Required task:
Write all of the material below as a JSON list of strings, one string for each line, with blank lines left out. Do not include the pictures.

Material:
· · · · · · ·
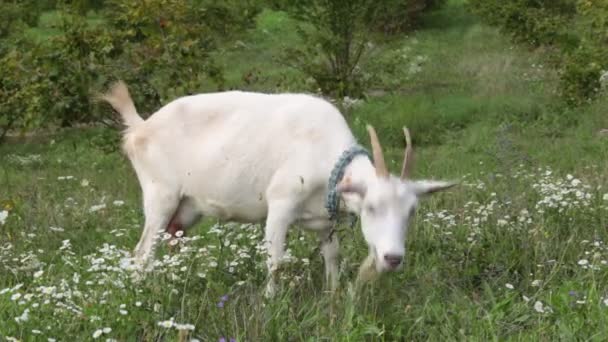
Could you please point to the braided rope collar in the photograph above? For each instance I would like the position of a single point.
(332, 201)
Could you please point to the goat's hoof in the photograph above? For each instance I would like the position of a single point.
(271, 289)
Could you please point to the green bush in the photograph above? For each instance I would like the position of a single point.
(584, 66)
(393, 16)
(536, 22)
(575, 30)
(333, 41)
(161, 48)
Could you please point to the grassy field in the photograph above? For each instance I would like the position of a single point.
(517, 252)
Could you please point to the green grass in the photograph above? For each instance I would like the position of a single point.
(481, 110)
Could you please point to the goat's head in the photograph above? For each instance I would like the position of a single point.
(386, 204)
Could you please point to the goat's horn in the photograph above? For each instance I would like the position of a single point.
(379, 164)
(408, 158)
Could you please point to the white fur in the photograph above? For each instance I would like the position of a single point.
(251, 157)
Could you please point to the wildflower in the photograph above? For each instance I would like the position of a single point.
(24, 316)
(97, 208)
(3, 216)
(166, 324)
(97, 333)
(539, 307)
(184, 327)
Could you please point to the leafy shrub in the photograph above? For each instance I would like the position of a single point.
(393, 16)
(160, 47)
(576, 31)
(583, 67)
(333, 42)
(535, 22)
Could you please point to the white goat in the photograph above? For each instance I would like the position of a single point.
(250, 157)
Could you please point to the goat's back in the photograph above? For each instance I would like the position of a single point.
(226, 149)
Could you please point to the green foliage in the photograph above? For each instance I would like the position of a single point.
(333, 42)
(393, 16)
(575, 31)
(162, 48)
(535, 22)
(584, 67)
(15, 14)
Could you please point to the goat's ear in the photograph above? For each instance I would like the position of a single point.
(427, 187)
(348, 187)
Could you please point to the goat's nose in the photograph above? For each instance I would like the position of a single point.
(393, 259)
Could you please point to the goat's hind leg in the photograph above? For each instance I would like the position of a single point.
(280, 217)
(160, 205)
(186, 215)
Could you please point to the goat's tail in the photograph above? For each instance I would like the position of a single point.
(119, 98)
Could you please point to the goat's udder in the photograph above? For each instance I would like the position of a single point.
(174, 227)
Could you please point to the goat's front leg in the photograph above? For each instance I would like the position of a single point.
(367, 270)
(280, 216)
(330, 250)
(159, 207)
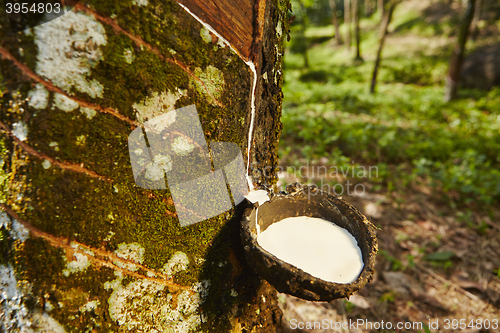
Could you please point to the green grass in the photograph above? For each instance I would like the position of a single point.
(405, 128)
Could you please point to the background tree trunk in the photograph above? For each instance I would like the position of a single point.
(457, 57)
(357, 11)
(386, 20)
(347, 23)
(381, 7)
(85, 249)
(474, 30)
(335, 22)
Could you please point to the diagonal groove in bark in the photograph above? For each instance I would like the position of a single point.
(63, 165)
(101, 258)
(50, 86)
(140, 42)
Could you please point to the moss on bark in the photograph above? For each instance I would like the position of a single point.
(80, 224)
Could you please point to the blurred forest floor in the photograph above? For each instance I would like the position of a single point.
(427, 172)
· · · · · · ·
Exercise response:
[
  "Could you please point to the braided rope collar in the photograph above? For each instance I would like the position of a single point.",
  "(332, 201)",
  "Could you please point to the goat's hoof in the photograph above? For each instance I would like the position of a single point.",
  "(271, 289)",
  "Could you please point to the green bush in the photograph above? For each instance I would like the position of a single point.",
  "(584, 66)",
  "(393, 16)",
  "(536, 22)",
  "(575, 30)",
  "(333, 41)",
  "(161, 48)",
  "Could you please point to the grassy field in the photograph above? For each instance I would like the position of a single point.",
  "(517, 252)",
  "Could you please point to the green grass in the photograph above? For each instance I would like the position of a single point.",
  "(481, 110)",
  "Could you please point to the goat's head in the photograph above? For each instance I would like the position of a single point.",
  "(386, 204)",
  "Could you please point to the goat's horn in the photograph above? For each instance I would like the position of a single point.",
  "(379, 164)",
  "(408, 158)",
  "Could you please point to the white fur in the photograph above? For each instance I would like the position of a single point.",
  "(251, 157)",
  "Could you please point to the wildflower in the photograph above? For each instance I would like the position of a single point.",
  "(24, 316)",
  "(97, 208)",
  "(3, 216)",
  "(166, 324)",
  "(97, 333)",
  "(539, 307)",
  "(184, 327)",
  "Could you please point to the leafy shrub in the photograph above? For each instance I would like the position of a single point.",
  "(393, 16)",
  "(160, 47)",
  "(576, 31)",
  "(583, 67)",
  "(333, 42)",
  "(535, 22)",
  "Could you please point to the white goat in the photograph above? For each instance I would like the position of a single point.",
  "(250, 157)",
  "Could you please point to the goat's back in the photograph above? For each instance I would like the position of a single point.",
  "(226, 149)",
  "Could you please point to the green foliage in the photograph above? For each instance I would like the position of a single point.",
  "(333, 42)",
  "(393, 16)",
  "(575, 31)",
  "(162, 48)",
  "(535, 22)",
  "(584, 67)",
  "(15, 14)",
  "Could you please point to the goat's ear in the photograph above? For each instance I would like the position of a single point.",
  "(427, 187)",
  "(348, 187)",
  "Could you please point to the goat's nose in the photograph above? For each instance I would like the position of a single point.",
  "(393, 259)",
  "Could you please point to the goat's hind leg in the photograph above? For each instance I would like the position of a single point.",
  "(280, 217)",
  "(160, 205)",
  "(186, 215)",
  "Could you please point to the goat's tail in the photograph above? For each instance I would like the position of a single point.",
  "(119, 98)",
  "Could you please point to the goat's udder in the photograph above? For each instance I would like the position of a single point.",
  "(174, 227)",
  "Could you please point to the goat's front leg in the photograph above? For each instance I would like the position of a single point.",
  "(367, 270)",
  "(280, 216)",
  "(330, 250)",
  "(159, 207)",
  "Could you please point to the green grass in the photograph above? For each instance I would like the position of a single point.",
  "(405, 128)",
  "Could you please point to the background tree trunk in the photograph above? For each instance I would like the position of a single point.",
  "(457, 57)",
  "(357, 11)",
  "(386, 20)",
  "(347, 23)",
  "(381, 7)",
  "(85, 249)",
  "(474, 30)",
  "(335, 22)",
  "Could you please point to the diagonal groove in bark in the photograph above? For each instance I would like the position of a single point.",
  "(63, 165)",
  "(101, 258)",
  "(50, 86)",
  "(140, 42)",
  "Could you please point to the moss on bark in the photograph above? For each instance I would like the position of a single point.",
  "(80, 224)",
  "Could you please point to the blurred forest floor in the photograph above? For each instance I would like the position of a single point.",
  "(427, 172)"
]